• Task instructions
List every line of the records below that contains the word "foliage", matching case.

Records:
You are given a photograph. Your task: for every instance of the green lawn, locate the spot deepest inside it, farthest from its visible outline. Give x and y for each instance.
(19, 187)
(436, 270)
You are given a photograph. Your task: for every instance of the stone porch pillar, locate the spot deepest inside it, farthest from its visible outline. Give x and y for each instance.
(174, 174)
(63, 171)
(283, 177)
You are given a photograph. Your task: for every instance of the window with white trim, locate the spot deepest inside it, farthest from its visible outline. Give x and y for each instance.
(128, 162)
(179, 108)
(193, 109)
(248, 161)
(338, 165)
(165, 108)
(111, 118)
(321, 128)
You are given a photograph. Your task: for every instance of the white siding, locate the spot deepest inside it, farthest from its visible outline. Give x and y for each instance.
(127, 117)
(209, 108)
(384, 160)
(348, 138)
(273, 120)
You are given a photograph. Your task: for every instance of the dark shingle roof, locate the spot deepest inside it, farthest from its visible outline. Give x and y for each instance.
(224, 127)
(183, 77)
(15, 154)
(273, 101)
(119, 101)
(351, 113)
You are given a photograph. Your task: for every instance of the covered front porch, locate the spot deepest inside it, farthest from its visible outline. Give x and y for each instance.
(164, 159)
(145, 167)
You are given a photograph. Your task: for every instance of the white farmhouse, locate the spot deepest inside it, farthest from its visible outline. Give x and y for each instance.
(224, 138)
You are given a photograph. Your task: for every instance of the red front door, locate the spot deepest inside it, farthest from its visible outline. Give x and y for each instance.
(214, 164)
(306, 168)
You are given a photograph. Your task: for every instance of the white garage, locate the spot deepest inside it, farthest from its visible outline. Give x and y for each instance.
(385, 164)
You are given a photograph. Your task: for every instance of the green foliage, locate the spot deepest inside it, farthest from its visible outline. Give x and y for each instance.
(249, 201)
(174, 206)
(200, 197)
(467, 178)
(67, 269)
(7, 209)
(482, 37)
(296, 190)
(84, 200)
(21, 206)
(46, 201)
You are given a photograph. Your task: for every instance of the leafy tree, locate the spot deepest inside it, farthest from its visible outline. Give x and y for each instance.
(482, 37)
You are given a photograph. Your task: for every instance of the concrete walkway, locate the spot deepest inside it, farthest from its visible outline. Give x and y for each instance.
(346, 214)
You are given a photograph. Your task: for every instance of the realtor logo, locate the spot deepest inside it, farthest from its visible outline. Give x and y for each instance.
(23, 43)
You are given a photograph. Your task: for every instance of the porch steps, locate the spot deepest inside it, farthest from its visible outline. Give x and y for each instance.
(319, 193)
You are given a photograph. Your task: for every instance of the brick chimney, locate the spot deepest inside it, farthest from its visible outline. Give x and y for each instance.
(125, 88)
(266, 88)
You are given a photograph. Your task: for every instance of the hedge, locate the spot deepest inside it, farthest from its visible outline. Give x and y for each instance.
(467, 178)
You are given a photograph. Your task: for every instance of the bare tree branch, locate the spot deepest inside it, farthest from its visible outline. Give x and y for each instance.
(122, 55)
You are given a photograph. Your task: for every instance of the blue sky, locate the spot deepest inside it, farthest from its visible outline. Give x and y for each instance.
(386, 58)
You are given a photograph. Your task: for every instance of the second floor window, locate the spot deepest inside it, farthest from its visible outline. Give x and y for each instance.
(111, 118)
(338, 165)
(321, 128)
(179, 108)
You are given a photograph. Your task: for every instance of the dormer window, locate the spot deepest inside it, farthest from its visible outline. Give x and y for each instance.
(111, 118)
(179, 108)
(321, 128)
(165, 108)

==

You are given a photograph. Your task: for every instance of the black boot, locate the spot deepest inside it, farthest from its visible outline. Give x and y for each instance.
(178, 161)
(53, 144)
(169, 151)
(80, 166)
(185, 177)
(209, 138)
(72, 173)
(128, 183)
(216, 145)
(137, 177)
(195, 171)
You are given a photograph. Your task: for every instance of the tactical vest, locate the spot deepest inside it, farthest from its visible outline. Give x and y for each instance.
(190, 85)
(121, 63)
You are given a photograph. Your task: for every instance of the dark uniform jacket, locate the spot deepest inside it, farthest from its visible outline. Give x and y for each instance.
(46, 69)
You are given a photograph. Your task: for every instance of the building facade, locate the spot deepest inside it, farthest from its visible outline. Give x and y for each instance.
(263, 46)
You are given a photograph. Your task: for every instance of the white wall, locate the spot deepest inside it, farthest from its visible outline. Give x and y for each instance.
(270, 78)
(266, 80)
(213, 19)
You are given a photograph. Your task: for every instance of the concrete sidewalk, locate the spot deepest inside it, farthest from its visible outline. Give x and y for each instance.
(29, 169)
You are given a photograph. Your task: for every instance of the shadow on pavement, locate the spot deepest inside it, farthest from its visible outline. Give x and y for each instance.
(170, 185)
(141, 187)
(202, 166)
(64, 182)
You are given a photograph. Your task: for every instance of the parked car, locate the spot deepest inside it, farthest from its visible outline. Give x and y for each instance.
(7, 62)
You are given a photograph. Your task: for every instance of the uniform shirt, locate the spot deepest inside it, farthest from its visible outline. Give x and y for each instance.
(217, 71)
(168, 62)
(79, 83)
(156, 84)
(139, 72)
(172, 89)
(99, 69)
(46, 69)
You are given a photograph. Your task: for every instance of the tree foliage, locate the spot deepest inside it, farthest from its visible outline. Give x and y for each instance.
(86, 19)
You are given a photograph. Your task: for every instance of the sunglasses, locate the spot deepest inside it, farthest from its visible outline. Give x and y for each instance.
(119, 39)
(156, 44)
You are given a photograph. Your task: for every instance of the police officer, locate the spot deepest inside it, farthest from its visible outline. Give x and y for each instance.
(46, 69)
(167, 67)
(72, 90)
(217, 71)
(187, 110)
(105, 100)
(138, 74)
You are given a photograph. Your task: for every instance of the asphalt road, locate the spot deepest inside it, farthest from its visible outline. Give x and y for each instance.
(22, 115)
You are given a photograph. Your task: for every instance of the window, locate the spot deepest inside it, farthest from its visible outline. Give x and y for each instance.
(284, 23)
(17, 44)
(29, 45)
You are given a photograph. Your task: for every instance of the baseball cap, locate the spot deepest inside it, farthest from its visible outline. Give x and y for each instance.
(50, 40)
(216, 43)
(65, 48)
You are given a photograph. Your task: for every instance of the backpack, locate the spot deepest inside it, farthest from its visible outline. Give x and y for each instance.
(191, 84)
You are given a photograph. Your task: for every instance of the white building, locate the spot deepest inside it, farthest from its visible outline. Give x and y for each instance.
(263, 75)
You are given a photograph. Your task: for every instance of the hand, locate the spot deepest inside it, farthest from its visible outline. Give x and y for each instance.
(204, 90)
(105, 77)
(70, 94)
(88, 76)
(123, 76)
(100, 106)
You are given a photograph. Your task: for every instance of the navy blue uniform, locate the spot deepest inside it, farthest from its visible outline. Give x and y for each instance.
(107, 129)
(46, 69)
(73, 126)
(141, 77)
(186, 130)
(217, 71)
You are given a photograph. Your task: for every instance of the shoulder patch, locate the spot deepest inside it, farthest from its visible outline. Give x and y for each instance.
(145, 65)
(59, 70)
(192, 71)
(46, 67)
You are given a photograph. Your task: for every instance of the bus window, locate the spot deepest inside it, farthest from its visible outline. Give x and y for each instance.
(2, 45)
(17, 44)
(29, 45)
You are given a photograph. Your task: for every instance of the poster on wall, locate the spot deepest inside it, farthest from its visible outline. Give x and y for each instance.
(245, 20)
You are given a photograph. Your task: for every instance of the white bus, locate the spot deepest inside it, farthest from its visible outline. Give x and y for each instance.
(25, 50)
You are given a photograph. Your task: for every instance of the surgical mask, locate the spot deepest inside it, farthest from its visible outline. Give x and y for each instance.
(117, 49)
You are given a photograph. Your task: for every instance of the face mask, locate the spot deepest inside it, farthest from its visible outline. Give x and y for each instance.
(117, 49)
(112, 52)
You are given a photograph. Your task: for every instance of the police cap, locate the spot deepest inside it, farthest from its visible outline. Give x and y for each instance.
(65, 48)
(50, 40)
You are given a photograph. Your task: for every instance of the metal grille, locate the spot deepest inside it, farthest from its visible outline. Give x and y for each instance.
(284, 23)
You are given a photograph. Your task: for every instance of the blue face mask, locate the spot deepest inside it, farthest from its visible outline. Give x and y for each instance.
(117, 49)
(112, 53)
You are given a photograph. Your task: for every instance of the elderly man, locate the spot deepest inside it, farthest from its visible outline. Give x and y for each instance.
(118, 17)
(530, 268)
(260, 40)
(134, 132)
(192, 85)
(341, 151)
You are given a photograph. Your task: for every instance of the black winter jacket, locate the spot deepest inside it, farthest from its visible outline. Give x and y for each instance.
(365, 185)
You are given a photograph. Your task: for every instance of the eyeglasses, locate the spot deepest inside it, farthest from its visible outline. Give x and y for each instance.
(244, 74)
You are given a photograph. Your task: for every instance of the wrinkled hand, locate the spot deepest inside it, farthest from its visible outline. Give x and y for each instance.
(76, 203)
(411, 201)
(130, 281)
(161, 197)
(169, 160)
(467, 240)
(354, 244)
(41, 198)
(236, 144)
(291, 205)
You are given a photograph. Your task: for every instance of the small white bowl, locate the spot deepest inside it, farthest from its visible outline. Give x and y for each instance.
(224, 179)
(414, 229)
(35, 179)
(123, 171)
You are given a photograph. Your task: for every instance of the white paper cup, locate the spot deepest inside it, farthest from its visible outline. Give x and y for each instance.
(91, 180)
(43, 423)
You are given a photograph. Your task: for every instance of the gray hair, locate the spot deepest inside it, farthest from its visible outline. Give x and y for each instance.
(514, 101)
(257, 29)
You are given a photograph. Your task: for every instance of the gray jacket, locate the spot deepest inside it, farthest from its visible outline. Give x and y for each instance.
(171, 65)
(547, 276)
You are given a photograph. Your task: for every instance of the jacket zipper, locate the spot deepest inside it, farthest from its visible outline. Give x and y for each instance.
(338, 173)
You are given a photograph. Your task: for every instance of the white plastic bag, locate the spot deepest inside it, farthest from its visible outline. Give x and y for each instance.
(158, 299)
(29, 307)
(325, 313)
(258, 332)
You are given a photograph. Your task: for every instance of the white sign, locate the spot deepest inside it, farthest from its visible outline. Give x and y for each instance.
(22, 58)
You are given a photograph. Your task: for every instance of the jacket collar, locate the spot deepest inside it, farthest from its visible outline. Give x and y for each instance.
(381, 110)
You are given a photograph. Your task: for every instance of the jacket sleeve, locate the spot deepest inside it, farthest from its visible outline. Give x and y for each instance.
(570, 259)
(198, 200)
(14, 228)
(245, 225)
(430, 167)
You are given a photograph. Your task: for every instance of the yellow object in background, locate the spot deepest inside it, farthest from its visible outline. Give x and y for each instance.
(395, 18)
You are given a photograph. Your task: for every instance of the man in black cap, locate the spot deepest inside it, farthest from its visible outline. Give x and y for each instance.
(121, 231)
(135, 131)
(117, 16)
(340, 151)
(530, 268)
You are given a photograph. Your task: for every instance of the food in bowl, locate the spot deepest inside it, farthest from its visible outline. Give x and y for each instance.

• Answer to this problem
You are given a photograph. Your task: for every instance of the green foliage, locate the spot deepest inside it, farthest from its visible outline. Give x and y for each instance.
You are given a photograph. Your task: for every instance of the tree foliage, locate the spot deepest inside it, farthest from its visible outline. Give x and y for each instance.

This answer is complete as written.